Work to be completed =
Show every line in the data below that contains the word "white".
□ □ □ □ □
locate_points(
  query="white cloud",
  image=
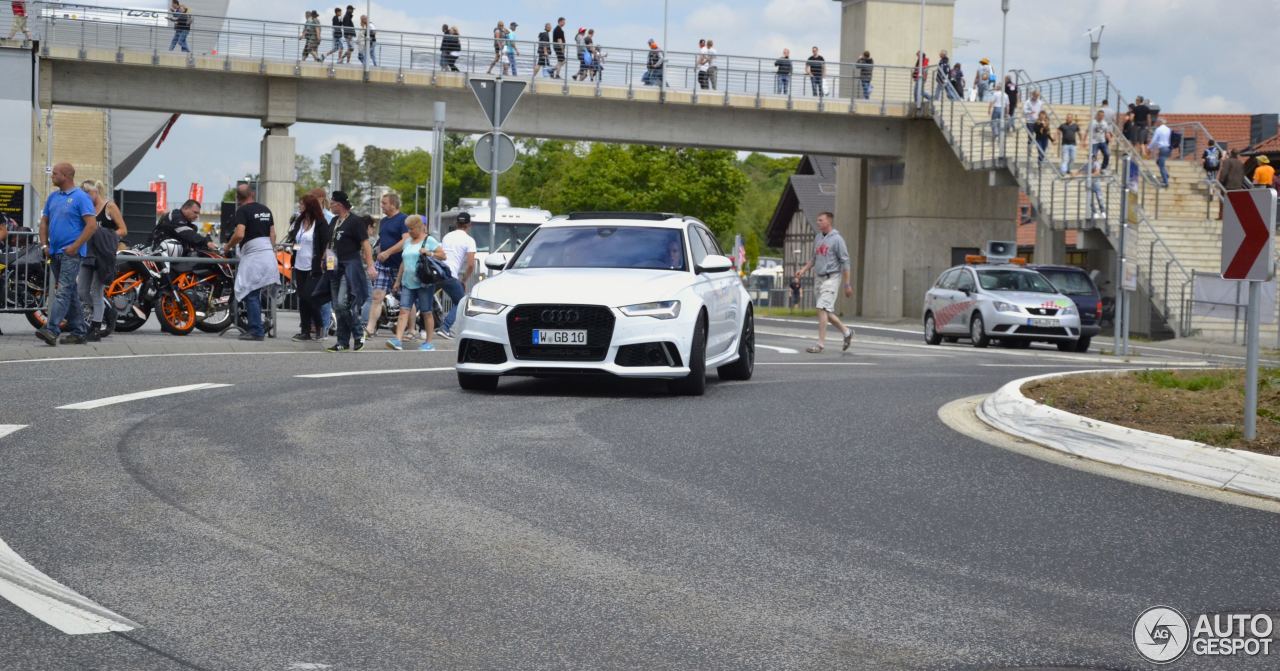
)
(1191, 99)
□ □ □ □ □
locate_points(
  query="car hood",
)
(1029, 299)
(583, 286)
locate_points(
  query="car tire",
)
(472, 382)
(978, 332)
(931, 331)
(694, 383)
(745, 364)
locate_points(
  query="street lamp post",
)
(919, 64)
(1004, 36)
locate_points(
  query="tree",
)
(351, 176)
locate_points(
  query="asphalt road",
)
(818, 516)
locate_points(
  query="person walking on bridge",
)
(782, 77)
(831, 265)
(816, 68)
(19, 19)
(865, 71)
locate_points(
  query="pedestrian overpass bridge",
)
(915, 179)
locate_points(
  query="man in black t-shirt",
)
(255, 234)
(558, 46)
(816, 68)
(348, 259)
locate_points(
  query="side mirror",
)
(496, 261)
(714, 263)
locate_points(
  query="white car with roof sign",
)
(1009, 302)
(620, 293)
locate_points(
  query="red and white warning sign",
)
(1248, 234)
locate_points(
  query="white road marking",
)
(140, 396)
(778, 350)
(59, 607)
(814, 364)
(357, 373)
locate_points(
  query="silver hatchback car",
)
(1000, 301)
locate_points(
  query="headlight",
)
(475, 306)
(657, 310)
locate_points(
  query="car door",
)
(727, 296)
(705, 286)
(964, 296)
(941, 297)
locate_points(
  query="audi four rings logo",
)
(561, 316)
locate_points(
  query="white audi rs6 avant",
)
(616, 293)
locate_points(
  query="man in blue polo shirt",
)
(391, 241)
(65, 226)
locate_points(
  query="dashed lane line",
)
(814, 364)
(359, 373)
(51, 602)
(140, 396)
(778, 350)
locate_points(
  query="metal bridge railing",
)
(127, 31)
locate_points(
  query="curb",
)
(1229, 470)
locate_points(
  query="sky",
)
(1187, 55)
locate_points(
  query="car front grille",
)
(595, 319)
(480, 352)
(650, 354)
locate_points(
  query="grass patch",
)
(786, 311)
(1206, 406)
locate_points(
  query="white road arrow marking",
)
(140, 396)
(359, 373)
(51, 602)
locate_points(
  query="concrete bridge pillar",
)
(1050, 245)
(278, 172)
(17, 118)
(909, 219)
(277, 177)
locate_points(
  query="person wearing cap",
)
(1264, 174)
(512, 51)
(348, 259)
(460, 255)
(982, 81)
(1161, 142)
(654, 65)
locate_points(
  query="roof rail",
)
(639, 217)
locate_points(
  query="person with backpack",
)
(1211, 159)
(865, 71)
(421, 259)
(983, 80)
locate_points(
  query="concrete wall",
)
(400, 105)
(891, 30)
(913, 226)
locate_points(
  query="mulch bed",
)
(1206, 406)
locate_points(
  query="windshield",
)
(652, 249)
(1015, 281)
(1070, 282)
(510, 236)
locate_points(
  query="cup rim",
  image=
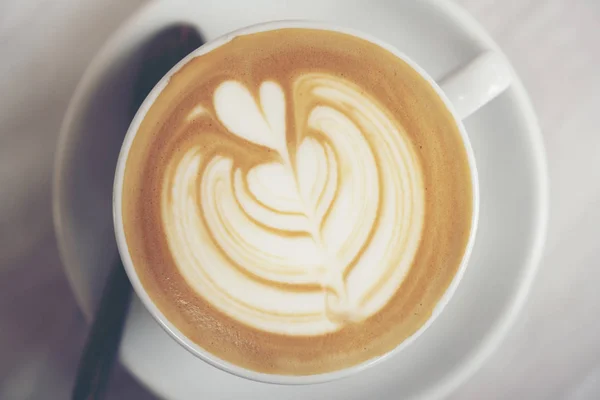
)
□ □ □ □ □
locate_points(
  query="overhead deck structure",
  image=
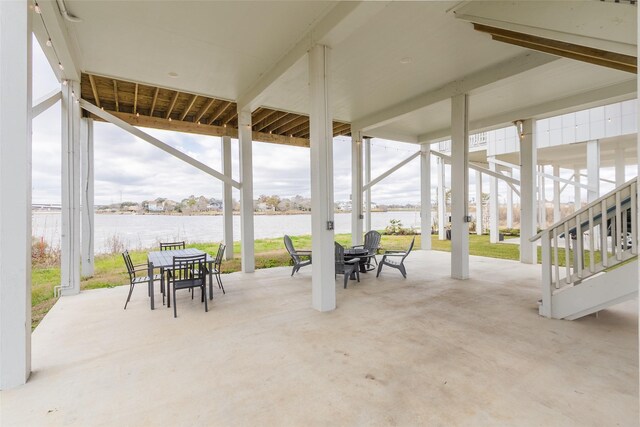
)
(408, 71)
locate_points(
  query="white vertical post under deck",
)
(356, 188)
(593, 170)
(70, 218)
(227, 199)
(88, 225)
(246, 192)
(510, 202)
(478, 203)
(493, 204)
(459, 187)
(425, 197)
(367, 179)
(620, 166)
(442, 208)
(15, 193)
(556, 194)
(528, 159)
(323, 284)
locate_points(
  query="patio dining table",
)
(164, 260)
□ □ □ □ □
Exercise response =
  query="white cloud",
  query="white car with roof sign",
  query="red and white warning sign",
  query="white road marking",
  query="white audi rs6 avant",
  query="white road arrow marking",
  query="white vertical post under deck",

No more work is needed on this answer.